* _How to complete this task_
Please output the data below exactly as given, starting at its first line and stopping after the line that contains "[ door hinge ]".

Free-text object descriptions
__________
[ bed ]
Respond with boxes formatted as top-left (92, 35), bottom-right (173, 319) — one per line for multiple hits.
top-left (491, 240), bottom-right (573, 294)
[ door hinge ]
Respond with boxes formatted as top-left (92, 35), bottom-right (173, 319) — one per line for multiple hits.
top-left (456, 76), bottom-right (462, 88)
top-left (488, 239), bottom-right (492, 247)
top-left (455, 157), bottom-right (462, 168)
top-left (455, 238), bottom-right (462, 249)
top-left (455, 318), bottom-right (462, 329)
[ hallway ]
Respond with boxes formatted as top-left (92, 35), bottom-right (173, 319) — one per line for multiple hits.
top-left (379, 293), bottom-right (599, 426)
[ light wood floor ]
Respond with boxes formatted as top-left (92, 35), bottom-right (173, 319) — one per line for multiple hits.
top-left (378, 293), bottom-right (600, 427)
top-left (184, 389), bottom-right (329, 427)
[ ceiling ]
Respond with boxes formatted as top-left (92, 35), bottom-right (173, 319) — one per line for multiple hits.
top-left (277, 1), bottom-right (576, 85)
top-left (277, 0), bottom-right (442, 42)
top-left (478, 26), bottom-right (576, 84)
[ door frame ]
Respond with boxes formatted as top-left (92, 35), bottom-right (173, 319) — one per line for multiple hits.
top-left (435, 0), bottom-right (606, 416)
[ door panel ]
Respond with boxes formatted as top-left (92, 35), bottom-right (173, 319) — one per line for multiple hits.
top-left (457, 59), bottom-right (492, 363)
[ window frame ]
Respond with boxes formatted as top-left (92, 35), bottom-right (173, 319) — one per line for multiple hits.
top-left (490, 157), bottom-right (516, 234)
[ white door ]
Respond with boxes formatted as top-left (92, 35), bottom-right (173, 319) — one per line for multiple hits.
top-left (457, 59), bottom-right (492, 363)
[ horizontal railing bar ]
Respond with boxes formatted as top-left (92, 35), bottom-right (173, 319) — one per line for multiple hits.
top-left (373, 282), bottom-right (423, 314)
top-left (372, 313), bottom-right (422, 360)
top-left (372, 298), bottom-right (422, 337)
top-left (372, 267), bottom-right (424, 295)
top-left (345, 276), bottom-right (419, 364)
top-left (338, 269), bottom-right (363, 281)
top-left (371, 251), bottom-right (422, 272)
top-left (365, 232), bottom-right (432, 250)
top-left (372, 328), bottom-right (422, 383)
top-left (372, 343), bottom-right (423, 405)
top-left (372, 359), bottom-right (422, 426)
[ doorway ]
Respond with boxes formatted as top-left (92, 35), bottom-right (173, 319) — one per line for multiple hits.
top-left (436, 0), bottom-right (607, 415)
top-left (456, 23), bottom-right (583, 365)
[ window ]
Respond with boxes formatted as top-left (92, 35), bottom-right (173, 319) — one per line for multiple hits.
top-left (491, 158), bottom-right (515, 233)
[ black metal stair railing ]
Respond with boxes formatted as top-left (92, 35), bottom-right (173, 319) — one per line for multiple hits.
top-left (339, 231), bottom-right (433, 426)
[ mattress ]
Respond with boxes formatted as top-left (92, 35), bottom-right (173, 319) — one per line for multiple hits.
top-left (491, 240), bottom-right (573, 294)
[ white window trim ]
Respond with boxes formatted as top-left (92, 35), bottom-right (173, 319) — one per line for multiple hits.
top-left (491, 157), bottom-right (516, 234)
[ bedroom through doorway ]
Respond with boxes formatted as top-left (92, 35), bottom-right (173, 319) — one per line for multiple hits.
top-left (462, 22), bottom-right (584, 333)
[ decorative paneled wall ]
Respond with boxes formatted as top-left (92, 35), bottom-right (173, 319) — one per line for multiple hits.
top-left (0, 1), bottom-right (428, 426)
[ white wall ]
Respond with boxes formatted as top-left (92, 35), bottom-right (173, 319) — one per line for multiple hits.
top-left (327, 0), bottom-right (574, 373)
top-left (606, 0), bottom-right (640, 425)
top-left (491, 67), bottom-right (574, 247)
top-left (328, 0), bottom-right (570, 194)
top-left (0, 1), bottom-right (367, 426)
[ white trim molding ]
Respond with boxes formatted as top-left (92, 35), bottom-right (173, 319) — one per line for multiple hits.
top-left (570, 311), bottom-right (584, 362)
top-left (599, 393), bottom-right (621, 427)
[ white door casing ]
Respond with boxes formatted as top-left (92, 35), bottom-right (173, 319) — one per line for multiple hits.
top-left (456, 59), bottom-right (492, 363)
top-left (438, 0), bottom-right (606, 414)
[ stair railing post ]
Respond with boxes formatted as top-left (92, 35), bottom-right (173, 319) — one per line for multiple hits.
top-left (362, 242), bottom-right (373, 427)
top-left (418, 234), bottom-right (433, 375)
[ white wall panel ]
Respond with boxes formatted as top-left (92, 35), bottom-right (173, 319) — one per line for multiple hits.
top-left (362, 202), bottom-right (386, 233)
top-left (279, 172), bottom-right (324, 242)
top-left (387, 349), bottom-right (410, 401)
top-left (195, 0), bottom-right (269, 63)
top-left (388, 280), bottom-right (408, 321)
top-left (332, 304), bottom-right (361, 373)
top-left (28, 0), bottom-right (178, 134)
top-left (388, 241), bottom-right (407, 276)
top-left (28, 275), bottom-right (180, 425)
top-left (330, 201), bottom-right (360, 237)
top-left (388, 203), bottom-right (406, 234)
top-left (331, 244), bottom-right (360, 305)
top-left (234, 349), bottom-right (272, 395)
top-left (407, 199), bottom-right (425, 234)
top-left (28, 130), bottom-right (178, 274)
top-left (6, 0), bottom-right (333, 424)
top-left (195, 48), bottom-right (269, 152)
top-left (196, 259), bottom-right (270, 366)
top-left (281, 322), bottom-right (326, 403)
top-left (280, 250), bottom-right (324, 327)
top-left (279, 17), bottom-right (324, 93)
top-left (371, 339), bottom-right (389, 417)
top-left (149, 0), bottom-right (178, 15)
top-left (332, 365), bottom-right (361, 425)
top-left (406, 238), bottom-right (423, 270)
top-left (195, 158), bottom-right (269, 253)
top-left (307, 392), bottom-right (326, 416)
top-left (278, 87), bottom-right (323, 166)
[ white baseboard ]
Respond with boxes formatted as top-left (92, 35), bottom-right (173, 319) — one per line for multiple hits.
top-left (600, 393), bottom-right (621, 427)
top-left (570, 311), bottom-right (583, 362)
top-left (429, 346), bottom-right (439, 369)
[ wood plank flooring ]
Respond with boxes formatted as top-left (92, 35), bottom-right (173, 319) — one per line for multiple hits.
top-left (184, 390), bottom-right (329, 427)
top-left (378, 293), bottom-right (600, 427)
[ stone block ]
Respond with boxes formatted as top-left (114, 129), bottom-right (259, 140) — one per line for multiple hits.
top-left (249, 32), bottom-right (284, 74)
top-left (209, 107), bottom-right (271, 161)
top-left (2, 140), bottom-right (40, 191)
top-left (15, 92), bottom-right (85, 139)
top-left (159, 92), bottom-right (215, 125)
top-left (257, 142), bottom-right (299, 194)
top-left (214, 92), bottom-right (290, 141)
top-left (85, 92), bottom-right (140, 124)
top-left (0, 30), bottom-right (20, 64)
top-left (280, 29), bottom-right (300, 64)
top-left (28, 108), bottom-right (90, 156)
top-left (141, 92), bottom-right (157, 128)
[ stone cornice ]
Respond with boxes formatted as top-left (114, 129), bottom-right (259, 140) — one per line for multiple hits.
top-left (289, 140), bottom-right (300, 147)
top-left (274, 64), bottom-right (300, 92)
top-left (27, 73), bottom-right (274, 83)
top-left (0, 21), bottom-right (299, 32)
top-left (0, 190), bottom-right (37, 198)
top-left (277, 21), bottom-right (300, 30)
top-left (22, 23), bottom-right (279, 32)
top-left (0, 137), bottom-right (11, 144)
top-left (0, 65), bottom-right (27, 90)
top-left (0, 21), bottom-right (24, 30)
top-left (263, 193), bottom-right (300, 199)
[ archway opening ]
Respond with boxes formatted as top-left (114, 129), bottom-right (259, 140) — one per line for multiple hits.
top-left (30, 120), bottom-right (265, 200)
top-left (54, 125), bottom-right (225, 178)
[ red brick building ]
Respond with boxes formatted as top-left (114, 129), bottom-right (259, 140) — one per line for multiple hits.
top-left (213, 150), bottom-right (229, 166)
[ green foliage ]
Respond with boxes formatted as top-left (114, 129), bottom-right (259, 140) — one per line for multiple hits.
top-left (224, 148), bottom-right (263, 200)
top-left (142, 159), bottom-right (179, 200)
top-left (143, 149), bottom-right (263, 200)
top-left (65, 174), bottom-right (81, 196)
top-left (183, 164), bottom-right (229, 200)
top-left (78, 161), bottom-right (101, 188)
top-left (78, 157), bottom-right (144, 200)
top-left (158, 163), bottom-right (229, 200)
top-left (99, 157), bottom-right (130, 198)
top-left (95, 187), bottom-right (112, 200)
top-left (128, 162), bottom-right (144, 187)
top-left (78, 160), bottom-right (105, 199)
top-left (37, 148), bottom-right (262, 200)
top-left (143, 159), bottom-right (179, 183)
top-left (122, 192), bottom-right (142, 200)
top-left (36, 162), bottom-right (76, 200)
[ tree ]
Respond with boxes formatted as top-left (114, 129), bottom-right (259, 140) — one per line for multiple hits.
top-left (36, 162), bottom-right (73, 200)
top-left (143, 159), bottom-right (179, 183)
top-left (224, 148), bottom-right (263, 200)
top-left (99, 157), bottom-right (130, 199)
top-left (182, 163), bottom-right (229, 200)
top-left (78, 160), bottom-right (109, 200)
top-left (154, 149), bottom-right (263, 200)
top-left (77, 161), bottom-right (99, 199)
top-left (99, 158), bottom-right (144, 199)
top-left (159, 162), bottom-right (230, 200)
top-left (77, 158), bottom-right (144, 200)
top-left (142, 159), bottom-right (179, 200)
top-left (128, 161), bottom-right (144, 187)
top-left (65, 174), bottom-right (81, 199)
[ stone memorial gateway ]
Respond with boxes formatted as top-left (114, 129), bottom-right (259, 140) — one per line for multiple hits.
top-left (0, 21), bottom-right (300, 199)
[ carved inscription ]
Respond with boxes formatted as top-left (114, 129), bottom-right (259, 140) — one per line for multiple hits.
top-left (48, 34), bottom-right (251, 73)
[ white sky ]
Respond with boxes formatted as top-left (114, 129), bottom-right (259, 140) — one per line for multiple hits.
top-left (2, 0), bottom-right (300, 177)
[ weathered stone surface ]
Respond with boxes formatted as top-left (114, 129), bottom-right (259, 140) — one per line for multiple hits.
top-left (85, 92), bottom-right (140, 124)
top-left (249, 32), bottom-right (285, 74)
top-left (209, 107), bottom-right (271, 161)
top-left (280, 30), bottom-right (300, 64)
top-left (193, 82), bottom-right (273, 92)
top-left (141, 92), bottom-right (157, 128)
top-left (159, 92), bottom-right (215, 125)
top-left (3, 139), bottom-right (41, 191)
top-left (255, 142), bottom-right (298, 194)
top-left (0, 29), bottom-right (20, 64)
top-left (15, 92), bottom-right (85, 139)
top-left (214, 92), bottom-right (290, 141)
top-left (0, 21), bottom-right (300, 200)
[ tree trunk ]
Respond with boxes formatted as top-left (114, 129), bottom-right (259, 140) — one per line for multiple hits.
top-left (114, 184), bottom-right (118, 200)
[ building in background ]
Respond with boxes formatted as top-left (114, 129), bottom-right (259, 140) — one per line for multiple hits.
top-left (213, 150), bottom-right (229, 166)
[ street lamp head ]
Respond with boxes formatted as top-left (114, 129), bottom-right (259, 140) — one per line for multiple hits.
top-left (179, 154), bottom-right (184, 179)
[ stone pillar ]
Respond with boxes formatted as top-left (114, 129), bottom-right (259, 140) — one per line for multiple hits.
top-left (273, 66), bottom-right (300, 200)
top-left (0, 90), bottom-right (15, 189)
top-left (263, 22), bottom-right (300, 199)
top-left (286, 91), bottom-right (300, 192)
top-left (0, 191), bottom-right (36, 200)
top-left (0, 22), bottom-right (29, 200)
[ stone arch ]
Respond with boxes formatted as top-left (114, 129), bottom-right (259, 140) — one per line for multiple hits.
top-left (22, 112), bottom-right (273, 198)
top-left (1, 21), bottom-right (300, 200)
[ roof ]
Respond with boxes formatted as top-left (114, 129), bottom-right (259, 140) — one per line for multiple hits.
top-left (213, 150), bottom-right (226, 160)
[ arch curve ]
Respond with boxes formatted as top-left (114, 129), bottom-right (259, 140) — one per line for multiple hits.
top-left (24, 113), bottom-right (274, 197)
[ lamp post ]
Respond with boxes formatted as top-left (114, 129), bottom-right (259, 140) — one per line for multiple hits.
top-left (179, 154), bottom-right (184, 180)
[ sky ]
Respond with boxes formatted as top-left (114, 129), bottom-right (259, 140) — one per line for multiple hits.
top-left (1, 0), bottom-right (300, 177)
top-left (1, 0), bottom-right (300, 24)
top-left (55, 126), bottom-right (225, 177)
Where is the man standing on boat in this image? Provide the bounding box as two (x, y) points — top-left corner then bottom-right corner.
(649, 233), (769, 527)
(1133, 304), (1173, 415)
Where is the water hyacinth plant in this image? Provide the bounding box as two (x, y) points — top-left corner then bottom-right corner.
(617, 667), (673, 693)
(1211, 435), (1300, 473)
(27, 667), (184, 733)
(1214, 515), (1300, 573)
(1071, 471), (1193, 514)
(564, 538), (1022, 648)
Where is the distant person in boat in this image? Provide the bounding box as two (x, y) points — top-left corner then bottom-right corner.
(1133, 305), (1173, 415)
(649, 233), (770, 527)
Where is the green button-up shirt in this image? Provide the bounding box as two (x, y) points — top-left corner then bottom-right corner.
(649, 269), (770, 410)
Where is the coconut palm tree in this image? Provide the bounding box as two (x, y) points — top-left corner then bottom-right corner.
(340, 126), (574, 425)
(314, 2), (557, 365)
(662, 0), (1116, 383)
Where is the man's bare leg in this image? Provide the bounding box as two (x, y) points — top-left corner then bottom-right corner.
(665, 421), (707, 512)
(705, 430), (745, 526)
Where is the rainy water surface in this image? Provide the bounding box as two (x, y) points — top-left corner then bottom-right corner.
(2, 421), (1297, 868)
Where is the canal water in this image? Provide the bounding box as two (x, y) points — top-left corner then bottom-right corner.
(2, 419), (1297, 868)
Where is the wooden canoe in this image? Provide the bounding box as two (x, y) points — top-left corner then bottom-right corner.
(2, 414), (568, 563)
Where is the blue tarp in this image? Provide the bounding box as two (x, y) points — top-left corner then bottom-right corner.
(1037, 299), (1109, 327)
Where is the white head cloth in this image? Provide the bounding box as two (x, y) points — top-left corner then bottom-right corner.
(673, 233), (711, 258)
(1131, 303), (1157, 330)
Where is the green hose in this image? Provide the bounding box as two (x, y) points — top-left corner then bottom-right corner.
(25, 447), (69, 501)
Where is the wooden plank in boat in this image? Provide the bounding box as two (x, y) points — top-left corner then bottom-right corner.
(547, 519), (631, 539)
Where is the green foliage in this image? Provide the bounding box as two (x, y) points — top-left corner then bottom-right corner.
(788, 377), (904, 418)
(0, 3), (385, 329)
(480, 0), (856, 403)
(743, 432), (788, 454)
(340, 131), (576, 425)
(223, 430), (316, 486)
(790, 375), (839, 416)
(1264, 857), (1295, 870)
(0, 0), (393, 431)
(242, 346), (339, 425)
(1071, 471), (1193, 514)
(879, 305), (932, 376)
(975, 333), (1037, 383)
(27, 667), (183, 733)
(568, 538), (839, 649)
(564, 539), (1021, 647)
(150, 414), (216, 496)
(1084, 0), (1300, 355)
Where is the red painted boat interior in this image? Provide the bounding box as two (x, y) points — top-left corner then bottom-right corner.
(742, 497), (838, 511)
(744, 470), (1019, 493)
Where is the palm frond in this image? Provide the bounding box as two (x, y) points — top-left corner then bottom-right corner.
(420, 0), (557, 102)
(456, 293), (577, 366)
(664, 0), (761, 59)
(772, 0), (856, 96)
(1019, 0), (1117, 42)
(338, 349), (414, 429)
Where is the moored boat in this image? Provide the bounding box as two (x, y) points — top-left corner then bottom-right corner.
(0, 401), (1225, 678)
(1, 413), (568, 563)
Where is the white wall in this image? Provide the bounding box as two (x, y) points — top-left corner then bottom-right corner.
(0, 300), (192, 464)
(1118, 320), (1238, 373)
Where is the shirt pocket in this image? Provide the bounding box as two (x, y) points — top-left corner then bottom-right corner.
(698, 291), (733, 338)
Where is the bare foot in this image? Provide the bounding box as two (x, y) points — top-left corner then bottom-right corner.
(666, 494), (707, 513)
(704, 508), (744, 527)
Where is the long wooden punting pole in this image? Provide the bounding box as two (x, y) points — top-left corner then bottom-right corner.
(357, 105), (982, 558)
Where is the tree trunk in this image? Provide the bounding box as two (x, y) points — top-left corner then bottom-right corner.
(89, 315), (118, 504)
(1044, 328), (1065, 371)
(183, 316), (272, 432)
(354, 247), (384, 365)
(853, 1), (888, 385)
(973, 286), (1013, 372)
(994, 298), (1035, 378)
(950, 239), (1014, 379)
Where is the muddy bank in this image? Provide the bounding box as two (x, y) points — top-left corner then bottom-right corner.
__________
* _Result_
[ bed ]
Respond with boxes formatted as top-left (92, 35), bottom-right (173, 319) — one per line for multiple hits.
top-left (491, 240), bottom-right (573, 294)
[ door hinge ]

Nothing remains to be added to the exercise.